## EXERCISE INPUTS
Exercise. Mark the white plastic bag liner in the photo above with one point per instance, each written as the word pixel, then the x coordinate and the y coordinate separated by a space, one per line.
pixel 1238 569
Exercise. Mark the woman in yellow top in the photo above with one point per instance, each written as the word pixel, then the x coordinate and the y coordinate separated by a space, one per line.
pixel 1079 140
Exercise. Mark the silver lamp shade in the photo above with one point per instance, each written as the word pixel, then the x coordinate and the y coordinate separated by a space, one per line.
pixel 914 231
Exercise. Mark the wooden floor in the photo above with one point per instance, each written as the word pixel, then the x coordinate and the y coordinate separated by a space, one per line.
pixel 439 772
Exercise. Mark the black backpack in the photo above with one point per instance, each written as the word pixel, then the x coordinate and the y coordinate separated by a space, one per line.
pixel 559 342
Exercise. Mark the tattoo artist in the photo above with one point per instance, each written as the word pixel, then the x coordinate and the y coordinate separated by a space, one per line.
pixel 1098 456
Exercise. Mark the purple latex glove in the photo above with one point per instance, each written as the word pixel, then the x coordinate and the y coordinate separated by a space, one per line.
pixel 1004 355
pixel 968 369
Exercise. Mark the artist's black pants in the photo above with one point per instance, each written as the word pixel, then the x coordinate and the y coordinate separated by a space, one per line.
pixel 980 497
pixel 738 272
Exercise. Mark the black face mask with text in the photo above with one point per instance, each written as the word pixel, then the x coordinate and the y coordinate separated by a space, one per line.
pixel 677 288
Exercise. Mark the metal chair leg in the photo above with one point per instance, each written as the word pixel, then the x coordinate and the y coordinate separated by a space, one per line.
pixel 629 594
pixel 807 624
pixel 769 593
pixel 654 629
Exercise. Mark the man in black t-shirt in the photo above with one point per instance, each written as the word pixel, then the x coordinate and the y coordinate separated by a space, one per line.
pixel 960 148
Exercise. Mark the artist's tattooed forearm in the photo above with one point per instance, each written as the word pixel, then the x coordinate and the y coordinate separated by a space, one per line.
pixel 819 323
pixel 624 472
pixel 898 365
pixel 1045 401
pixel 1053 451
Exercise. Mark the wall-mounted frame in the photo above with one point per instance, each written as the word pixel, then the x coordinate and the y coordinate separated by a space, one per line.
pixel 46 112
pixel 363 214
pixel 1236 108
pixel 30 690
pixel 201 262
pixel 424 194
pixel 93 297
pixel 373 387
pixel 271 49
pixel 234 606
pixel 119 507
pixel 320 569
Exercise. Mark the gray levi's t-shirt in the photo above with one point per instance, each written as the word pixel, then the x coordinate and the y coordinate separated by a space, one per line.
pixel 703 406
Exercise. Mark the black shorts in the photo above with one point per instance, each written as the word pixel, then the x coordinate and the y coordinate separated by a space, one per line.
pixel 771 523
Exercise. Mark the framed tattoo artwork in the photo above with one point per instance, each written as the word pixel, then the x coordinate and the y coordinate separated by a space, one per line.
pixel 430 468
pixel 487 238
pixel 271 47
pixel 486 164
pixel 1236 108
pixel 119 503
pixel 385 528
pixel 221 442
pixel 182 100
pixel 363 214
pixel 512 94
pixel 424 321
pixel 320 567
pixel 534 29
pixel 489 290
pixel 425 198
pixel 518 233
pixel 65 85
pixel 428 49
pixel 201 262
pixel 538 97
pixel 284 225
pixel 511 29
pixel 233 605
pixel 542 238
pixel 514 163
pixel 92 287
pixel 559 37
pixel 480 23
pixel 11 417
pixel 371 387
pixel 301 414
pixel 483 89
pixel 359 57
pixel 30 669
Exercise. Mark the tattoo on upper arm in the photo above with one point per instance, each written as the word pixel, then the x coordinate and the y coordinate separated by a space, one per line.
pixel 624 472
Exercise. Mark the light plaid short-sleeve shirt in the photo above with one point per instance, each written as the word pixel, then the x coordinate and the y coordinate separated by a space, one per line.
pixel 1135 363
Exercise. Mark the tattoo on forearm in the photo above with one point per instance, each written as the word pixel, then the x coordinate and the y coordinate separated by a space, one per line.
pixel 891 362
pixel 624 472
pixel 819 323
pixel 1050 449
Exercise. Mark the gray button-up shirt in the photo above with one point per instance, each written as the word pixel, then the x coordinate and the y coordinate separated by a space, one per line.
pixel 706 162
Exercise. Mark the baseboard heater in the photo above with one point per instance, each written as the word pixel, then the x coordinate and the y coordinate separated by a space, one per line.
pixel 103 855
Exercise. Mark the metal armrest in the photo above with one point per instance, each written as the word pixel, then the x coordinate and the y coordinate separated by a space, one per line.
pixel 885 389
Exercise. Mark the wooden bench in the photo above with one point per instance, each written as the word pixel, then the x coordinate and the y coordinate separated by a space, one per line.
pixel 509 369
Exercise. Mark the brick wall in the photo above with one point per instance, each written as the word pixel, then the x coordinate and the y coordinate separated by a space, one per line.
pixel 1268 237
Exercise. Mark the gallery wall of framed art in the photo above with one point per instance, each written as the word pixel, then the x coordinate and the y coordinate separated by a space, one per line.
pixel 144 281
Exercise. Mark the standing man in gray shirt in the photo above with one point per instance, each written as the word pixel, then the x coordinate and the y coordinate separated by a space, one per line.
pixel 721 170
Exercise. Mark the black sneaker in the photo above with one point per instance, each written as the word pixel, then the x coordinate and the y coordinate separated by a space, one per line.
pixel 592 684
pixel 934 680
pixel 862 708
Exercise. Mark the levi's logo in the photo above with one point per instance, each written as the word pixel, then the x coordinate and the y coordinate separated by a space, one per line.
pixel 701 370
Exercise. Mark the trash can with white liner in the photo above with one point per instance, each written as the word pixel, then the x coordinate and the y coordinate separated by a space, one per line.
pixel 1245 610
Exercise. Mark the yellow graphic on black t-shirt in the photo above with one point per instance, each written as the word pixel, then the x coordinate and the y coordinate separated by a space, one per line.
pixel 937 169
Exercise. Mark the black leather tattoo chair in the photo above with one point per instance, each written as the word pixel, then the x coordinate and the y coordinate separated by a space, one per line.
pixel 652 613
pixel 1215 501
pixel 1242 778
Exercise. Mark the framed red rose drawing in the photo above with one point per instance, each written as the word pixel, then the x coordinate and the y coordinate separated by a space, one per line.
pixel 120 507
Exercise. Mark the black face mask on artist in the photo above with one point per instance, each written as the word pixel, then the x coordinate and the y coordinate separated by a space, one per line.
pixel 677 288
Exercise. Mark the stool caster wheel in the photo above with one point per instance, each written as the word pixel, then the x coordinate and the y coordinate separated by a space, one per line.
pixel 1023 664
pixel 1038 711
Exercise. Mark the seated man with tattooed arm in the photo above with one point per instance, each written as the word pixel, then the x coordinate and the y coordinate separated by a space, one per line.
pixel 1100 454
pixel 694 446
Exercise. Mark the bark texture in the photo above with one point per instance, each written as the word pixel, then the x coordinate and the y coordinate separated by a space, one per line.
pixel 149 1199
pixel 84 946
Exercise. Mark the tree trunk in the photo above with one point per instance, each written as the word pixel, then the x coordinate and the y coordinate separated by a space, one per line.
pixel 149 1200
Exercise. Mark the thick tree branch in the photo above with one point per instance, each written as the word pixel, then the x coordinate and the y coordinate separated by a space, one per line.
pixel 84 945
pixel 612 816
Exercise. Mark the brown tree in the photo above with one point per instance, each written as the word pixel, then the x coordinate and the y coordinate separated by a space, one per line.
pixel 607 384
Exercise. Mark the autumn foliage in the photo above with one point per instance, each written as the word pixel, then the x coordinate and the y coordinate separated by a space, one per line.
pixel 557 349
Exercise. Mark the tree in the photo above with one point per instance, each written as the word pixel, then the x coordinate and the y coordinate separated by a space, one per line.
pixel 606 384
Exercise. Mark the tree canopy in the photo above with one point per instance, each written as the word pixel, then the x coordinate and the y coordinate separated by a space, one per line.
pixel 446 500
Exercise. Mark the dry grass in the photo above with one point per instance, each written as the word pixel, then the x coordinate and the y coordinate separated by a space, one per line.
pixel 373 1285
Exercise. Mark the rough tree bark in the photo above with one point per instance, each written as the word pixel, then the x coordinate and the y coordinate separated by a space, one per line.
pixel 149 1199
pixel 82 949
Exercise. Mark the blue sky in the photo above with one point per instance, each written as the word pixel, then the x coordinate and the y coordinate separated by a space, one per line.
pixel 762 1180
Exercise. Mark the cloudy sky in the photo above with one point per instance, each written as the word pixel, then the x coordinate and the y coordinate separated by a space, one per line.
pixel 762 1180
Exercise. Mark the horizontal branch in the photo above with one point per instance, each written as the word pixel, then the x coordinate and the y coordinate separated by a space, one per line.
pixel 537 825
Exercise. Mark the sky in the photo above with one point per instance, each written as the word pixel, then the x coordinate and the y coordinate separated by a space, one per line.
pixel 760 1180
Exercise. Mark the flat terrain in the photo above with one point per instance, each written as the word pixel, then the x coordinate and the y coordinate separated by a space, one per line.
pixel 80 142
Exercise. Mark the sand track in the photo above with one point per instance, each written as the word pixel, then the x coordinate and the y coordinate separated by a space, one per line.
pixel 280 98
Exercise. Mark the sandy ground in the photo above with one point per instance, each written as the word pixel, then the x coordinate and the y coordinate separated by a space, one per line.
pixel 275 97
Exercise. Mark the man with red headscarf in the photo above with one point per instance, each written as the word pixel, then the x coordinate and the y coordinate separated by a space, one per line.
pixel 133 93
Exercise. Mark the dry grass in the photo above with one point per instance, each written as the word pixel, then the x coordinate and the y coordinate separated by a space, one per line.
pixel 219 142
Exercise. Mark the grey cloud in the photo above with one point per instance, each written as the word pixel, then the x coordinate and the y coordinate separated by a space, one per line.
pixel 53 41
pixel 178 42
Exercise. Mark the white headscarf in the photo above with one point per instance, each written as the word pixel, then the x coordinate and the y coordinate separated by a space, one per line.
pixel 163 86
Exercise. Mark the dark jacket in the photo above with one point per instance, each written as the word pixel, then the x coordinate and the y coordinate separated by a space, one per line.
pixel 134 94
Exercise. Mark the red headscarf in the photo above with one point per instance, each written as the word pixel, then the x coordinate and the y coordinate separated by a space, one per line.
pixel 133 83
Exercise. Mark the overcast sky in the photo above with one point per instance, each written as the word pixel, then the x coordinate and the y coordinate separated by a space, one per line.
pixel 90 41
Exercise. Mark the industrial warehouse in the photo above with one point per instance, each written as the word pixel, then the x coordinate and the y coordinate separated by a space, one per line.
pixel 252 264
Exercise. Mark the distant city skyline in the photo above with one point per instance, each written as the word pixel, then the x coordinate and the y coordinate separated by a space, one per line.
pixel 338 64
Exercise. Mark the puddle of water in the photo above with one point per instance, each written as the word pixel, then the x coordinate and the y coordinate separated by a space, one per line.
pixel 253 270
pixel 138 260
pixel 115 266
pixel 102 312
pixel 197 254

## WORK ITEM
Begin with the line that contains "Exercise. Mark the puddle". Repeat it and every line after it through the end of the listing, exactly, and print nothing more.

## OUTPUT FOR THIS TASK
Exercise. Mark the puddle of water in the photo above with one point per instance, each written as the word pixel, then the x coordinate and the y coordinate separated by a space, one per line.
pixel 253 270
pixel 138 260
pixel 115 266
pixel 102 312
pixel 197 254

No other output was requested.